**ENTRIES SHOWN**
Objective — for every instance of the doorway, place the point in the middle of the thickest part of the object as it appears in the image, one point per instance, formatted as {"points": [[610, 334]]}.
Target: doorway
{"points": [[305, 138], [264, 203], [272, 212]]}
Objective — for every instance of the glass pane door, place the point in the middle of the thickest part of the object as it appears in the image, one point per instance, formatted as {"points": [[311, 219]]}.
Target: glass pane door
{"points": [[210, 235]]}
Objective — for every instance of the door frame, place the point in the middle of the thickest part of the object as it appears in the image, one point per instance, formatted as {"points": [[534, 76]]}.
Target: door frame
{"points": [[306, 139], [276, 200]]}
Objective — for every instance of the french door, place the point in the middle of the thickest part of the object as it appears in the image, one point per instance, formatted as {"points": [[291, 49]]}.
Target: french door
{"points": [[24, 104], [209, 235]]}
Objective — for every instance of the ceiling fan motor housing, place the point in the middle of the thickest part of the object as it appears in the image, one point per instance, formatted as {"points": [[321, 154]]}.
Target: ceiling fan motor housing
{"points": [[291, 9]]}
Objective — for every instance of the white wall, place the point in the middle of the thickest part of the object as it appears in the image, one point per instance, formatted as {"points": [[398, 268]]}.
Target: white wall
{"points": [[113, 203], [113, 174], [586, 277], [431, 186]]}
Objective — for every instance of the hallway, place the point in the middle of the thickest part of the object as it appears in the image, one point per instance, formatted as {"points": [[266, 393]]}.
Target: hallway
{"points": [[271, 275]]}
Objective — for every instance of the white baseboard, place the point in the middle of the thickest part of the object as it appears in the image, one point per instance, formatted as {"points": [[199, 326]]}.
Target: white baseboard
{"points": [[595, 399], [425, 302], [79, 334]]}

**DIRECTION**
Can you reproduce all the material exactly?

**ANSWER TO THIS TASK**
Objective — for every instance of the doorway, place the point in the middle of the thickest part of the object as it appears in the image, one point per instance, formatted as {"points": [[610, 334]]}.
Target: doorway
{"points": [[305, 138], [264, 203], [272, 212]]}
Objective — for every instance of the glass pane door, place the point in the middle of the thickest part of the object as it appears in the image, one point per instance, formatted as {"points": [[311, 219]]}.
Target: glass pane door
{"points": [[210, 235]]}
Objective — for every instance of the door frame, place the point in the middle of the thickest part of the object as it appears in the image, one point per instance, formatted as {"points": [[534, 76]]}.
Target: door frame
{"points": [[306, 139], [276, 200]]}
Objective — for every instance of the french door, place the point in the middle of the thickest part of the object as it appears in the image, one point per instance, formatted as {"points": [[291, 49]]}.
Target: french door
{"points": [[24, 104], [209, 235]]}
Objective — for every instance of the ceiling fan motor housing, place the point in the middle of the thickest part of the object as it appears in the image, one point per instance, formatted as {"points": [[321, 154]]}.
Target: ceiling fan motor housing
{"points": [[291, 9]]}
Objective — for every instance of the white wall, place the point in the middle of the thickest part of the object as it appears in the image, one point per instance, formatted as {"points": [[398, 268]]}.
Target: white wall
{"points": [[113, 203], [113, 174], [586, 277], [431, 186]]}
Objective — for every instance of the hallway, place the point in the middle of the thickest part of the object as it appears in the image, one point per instance, formatted as {"points": [[266, 393]]}.
Target: hallway
{"points": [[271, 275]]}
Objective — for every instance of the white baseboard, place the point in the middle of the thickest part of the object as it appears in the image, one point per instance, formatted as {"points": [[199, 326]]}.
Target: white baseboard
{"points": [[595, 399], [425, 302], [79, 334]]}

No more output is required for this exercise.